**Текст для упражнения**
— Представьте, — говорил Гриша, — что вы выпускаете книгу. Всерьез научной книги вы сейчас не напишете, а если напишете, ее не возьмут. Но вот книга, которую вы можете напечатать… Что она вам даст? Чести она вам не прибавит. Вряд ли доставит удовлетворение. Она даст деньги, которые вы можете заработать менее хлопотливым способом. В сущности, что она вам принесет?
Я: — Неприятности.
— Сейчас будет то же, что было когда-то. В свободное время и при наличии соответствующих побуждений люди будут писать книги, а потом, буде представится возможность, издавать их. Мы же все эти годы сначала издавали вещи, а потом их писали.
То, о чем говорит Гриша, это замена внешних побуждений внутренними. Но ясно, что внутренние импульсы излишни для того, чтобы писать то, что все пишут сейчас: статьи для «Литучебы» и романы для юношества.

**Исходные материалы**
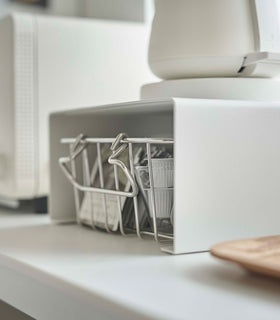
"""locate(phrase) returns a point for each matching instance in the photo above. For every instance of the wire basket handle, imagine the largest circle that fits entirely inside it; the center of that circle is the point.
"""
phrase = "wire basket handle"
(118, 146)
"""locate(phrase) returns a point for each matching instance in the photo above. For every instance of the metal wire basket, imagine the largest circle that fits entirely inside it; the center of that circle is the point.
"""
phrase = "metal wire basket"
(87, 153)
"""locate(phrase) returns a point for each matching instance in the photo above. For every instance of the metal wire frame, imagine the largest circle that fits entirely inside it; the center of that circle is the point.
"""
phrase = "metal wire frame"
(79, 146)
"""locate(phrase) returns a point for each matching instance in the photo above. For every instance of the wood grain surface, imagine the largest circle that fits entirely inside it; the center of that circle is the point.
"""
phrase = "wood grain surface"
(261, 255)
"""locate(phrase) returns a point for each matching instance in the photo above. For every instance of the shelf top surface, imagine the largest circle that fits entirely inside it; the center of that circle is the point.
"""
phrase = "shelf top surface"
(133, 273)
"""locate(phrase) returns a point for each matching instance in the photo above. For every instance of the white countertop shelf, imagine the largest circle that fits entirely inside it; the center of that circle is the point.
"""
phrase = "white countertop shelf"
(69, 272)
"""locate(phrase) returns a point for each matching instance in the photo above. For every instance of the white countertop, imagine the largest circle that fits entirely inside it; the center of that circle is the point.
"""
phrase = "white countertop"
(69, 272)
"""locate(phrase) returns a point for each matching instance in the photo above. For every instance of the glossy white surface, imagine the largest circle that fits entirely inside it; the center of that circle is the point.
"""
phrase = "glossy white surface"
(69, 272)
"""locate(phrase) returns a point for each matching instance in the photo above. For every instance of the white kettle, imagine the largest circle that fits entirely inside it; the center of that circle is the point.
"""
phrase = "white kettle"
(215, 38)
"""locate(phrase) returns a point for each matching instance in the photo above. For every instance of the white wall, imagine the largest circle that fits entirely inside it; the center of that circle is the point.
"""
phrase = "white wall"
(128, 10)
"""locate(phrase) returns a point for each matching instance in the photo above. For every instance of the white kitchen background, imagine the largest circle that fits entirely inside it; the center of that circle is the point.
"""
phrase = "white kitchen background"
(128, 10)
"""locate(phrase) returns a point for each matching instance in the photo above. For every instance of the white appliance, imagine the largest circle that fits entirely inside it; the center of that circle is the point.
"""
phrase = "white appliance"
(49, 64)
(198, 38)
(227, 156)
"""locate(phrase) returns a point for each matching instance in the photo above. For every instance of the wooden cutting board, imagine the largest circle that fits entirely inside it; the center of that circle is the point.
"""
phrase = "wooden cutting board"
(261, 255)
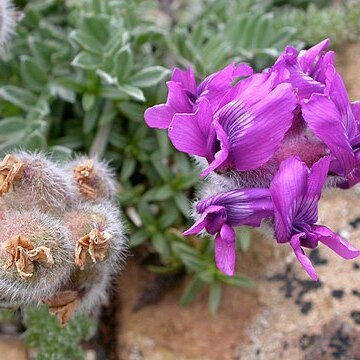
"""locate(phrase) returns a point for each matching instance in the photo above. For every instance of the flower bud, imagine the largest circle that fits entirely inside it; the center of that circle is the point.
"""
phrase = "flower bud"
(94, 180)
(97, 234)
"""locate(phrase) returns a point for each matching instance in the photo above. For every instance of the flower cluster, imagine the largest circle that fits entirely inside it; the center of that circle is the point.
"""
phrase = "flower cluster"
(61, 238)
(268, 143)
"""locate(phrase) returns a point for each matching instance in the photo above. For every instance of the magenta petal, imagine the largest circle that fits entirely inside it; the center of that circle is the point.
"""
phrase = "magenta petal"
(243, 70)
(186, 78)
(300, 255)
(222, 155)
(355, 107)
(159, 116)
(324, 120)
(335, 242)
(251, 90)
(259, 132)
(243, 206)
(225, 250)
(317, 177)
(287, 189)
(189, 132)
(202, 222)
(308, 57)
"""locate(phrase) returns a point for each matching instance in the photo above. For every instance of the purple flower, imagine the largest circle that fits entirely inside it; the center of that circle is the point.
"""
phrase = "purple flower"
(221, 212)
(184, 94)
(295, 191)
(336, 122)
(306, 71)
(243, 134)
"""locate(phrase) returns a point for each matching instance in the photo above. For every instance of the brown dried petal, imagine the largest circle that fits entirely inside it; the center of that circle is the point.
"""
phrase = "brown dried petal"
(41, 254)
(11, 169)
(63, 305)
(96, 242)
(24, 265)
(84, 173)
(22, 252)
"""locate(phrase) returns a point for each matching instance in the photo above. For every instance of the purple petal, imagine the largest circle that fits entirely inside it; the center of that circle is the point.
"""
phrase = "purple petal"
(321, 70)
(256, 134)
(324, 120)
(160, 116)
(215, 86)
(304, 84)
(251, 90)
(186, 79)
(220, 156)
(287, 189)
(307, 58)
(189, 133)
(206, 220)
(355, 107)
(335, 242)
(337, 91)
(300, 255)
(243, 207)
(225, 250)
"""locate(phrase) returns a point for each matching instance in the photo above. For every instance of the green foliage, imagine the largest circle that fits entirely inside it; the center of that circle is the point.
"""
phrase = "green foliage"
(339, 23)
(213, 37)
(53, 341)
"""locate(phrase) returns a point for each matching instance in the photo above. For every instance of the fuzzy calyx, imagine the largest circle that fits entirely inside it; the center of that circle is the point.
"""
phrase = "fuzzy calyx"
(96, 243)
(11, 169)
(23, 253)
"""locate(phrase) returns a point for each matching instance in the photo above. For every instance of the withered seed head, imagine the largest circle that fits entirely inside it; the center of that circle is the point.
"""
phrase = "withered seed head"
(63, 304)
(96, 243)
(84, 173)
(22, 252)
(11, 169)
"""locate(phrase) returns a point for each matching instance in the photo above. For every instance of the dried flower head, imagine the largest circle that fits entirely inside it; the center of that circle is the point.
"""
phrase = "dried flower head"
(22, 253)
(95, 244)
(97, 232)
(36, 182)
(84, 176)
(63, 305)
(36, 255)
(8, 17)
(11, 169)
(281, 135)
(94, 180)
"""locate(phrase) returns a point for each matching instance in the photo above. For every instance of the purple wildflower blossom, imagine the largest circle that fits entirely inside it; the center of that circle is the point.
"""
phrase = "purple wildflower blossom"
(333, 119)
(243, 134)
(295, 192)
(305, 70)
(184, 94)
(221, 212)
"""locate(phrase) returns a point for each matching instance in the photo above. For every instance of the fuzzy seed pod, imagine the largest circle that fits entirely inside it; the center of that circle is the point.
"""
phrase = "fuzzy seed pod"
(97, 234)
(30, 180)
(35, 256)
(85, 291)
(94, 180)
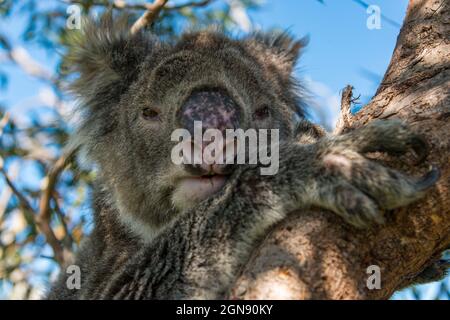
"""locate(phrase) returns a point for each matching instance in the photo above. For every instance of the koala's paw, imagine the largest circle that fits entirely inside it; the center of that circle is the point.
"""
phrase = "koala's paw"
(361, 190)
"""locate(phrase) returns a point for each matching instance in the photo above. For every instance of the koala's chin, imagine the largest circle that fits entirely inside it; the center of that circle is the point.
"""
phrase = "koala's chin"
(190, 191)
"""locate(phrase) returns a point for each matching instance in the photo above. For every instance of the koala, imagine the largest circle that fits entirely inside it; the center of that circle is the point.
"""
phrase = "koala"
(168, 231)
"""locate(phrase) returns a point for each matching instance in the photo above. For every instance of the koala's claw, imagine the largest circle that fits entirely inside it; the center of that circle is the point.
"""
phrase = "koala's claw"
(370, 187)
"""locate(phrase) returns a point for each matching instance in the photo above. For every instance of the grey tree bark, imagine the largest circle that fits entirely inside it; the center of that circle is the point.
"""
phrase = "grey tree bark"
(315, 255)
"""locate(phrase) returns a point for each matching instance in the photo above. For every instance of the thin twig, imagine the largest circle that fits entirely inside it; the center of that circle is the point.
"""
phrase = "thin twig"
(120, 5)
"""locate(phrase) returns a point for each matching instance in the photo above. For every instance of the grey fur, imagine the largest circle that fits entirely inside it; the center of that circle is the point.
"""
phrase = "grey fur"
(144, 247)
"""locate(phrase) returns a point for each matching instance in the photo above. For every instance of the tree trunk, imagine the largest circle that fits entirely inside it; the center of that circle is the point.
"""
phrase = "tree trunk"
(315, 255)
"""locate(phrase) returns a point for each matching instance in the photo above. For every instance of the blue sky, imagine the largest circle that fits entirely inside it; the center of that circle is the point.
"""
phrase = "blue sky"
(342, 50)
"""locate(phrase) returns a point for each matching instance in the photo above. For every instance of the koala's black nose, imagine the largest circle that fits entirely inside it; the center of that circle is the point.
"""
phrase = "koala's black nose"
(214, 108)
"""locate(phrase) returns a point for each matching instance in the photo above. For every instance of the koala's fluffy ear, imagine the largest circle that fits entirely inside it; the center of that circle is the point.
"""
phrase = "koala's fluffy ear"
(105, 56)
(277, 49)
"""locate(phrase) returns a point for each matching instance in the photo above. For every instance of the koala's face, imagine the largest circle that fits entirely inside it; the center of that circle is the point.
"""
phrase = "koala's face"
(149, 89)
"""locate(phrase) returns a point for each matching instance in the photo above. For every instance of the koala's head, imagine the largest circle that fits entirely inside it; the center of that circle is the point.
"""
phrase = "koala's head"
(135, 90)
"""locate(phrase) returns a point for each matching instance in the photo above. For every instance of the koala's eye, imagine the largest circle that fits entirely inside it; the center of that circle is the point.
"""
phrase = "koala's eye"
(261, 113)
(150, 114)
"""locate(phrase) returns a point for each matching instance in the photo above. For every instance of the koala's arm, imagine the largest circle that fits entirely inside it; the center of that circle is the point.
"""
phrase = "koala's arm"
(200, 255)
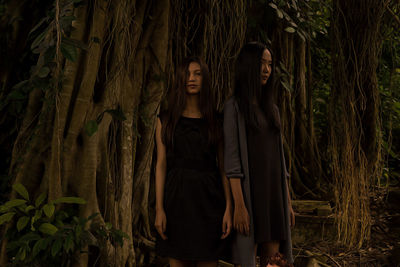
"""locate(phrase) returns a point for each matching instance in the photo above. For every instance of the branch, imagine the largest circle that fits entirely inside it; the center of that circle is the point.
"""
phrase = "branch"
(396, 18)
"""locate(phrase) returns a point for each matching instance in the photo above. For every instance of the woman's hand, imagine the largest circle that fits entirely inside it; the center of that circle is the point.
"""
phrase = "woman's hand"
(226, 223)
(161, 223)
(241, 219)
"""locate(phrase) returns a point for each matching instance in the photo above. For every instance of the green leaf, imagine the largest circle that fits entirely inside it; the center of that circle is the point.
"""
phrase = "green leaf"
(91, 217)
(70, 200)
(48, 209)
(44, 72)
(279, 14)
(76, 43)
(57, 245)
(29, 208)
(21, 190)
(39, 39)
(69, 243)
(41, 244)
(96, 40)
(20, 84)
(38, 25)
(67, 21)
(21, 254)
(31, 236)
(69, 51)
(290, 29)
(273, 5)
(14, 203)
(116, 114)
(39, 200)
(38, 215)
(6, 217)
(91, 127)
(22, 222)
(48, 228)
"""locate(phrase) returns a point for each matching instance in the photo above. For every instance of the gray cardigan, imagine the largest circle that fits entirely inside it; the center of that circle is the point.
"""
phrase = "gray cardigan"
(236, 166)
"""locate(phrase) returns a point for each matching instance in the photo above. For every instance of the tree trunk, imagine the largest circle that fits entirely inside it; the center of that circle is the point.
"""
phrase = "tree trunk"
(354, 105)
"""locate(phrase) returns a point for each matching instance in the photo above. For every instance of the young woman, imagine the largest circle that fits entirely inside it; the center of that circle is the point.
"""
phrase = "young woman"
(193, 203)
(254, 162)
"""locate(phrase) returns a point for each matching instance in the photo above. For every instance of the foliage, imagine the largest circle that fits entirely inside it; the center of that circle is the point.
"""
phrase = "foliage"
(45, 235)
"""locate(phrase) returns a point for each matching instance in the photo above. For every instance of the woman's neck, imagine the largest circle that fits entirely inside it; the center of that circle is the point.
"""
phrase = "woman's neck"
(192, 108)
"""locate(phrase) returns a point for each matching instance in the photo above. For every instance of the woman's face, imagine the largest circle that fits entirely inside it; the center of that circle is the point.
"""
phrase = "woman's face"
(194, 78)
(266, 66)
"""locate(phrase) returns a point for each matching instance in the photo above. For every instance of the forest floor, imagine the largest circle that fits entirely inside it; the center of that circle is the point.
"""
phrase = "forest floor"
(382, 250)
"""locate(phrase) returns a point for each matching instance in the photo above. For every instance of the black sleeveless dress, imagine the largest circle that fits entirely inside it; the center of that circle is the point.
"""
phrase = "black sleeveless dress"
(266, 183)
(194, 201)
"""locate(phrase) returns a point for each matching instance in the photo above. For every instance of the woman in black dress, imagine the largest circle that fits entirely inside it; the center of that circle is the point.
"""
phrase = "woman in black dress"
(254, 162)
(193, 206)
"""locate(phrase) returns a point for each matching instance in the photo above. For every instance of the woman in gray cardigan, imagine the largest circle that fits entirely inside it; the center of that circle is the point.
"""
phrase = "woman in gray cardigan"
(255, 164)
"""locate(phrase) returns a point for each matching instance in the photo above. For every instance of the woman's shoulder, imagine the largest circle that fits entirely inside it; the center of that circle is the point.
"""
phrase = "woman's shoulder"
(230, 104)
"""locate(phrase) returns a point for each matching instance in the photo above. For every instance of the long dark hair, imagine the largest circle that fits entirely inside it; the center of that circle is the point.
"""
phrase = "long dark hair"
(248, 90)
(177, 102)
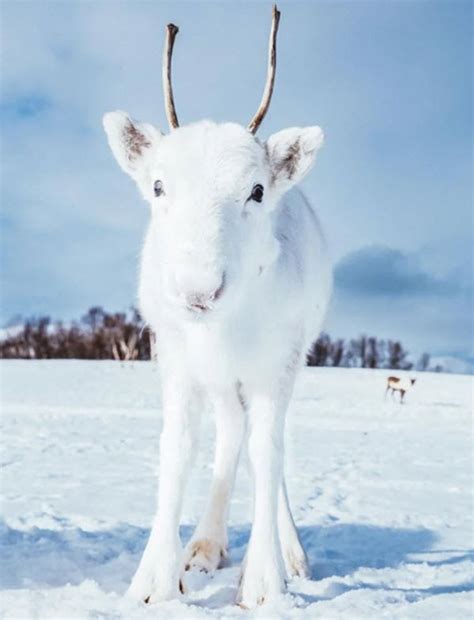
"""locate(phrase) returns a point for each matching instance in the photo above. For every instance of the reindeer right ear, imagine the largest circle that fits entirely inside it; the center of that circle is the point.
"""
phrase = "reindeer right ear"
(130, 142)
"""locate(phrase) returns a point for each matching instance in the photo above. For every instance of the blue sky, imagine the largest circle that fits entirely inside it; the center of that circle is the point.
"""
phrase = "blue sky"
(389, 82)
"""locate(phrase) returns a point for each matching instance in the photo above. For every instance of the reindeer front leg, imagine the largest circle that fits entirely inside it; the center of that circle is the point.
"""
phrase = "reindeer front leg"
(207, 549)
(263, 575)
(158, 575)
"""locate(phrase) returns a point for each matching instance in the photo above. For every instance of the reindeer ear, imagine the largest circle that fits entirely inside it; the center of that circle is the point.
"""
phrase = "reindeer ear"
(130, 142)
(292, 153)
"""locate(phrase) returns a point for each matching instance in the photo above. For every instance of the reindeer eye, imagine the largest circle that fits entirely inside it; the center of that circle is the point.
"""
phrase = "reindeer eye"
(257, 193)
(158, 188)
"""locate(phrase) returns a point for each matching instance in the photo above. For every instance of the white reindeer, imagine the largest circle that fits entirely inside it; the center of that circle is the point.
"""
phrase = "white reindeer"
(235, 282)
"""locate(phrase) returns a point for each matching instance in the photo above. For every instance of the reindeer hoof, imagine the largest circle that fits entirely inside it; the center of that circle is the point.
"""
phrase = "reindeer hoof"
(205, 554)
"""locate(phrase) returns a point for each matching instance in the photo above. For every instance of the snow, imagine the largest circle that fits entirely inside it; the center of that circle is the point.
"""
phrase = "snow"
(380, 492)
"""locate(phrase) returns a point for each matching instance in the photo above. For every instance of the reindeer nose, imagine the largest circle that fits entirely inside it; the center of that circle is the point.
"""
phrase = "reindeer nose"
(203, 302)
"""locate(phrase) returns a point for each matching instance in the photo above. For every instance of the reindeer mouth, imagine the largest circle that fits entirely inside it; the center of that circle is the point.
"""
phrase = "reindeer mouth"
(201, 304)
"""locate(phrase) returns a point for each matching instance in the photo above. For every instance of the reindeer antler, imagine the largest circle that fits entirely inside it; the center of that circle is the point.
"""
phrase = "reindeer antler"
(171, 32)
(267, 93)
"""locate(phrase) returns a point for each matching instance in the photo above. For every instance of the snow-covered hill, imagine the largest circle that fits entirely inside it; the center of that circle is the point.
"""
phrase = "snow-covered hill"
(381, 495)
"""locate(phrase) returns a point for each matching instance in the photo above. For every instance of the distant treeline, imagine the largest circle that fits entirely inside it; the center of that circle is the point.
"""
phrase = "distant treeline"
(102, 335)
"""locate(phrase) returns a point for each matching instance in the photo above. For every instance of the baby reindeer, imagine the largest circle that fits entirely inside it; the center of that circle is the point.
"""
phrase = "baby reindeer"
(235, 282)
(399, 385)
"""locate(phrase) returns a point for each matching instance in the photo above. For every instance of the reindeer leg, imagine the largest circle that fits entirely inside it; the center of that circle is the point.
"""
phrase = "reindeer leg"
(207, 549)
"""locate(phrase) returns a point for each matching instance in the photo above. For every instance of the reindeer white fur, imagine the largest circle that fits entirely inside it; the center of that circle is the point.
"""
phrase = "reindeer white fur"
(235, 289)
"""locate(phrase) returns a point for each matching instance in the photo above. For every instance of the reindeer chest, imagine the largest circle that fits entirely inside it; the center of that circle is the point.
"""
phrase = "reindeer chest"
(222, 354)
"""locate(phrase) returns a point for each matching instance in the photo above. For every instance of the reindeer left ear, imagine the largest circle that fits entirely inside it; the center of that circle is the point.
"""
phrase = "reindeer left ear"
(130, 141)
(292, 153)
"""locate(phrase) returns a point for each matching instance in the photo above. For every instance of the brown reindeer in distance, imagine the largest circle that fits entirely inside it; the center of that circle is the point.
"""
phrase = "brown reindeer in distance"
(397, 384)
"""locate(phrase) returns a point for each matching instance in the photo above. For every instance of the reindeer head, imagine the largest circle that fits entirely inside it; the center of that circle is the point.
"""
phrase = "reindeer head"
(212, 189)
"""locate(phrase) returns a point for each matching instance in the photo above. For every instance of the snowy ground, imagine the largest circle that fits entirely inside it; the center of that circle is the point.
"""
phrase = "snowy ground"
(380, 492)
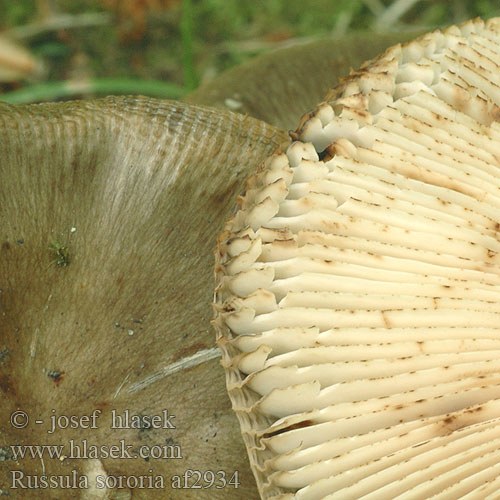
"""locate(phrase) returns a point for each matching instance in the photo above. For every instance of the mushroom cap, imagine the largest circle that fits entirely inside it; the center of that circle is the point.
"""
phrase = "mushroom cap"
(128, 192)
(280, 86)
(358, 284)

**Задания**
1. Перечислите всё, что по тексту о книгах и писательстве книга принесет или не принесет автору. Учитывайте первый абзац и ответную реплику «Я».
2. Продолжите текст о книгах и писательстве, начав сразу после его последнего предложения.
Строки — отдельный материал, с текстом они не связаны.

**Ответы**
1.
- Честь: чести книга не прибавит.
- Удовлетворение: вряд ли доставит.
- Деньги: даст, но их можно заработать менее хлопотливым способом.
- Неприятности: так отвечает «Я».

2.
Педагогический опыт этого года (рабфак) убедил меня в том, что из всей новой поэзии массовый читатель знает и любит по преимуществу Есенина. Безыменский и пр. им просто скучен. Маяковский плохо понятен. По отношению к Маяковскому чаще всего враждебность (та самая инстинктивная неудержимая враждебность, которая превратила в такой ад и в такой трагический балаган последние выступления поэта); в некоторых случаях сухое, внедренное апрельскими газетами, почтение с добавлением из: «плохо понимаю, очень трудно».
Читатель, которого я имею в виду, вовсе не городской обыватель; это профтысячник, рабфаковец, часто партиец. Он слыхал, что Есенин упадочный, — и стыдится своей любви. Есенин, как водка, как азарт, принадлежит в его быту к числу факторов, украшающих жизнь, но не одобряемых.
Шкловский говорил когда-то, что формализм, идеализм и проч. — это вроде жестянки, которую привязали коту на хвост. Кот мечется, а жестянка громыхает по его следам. «И так всю жизнь…»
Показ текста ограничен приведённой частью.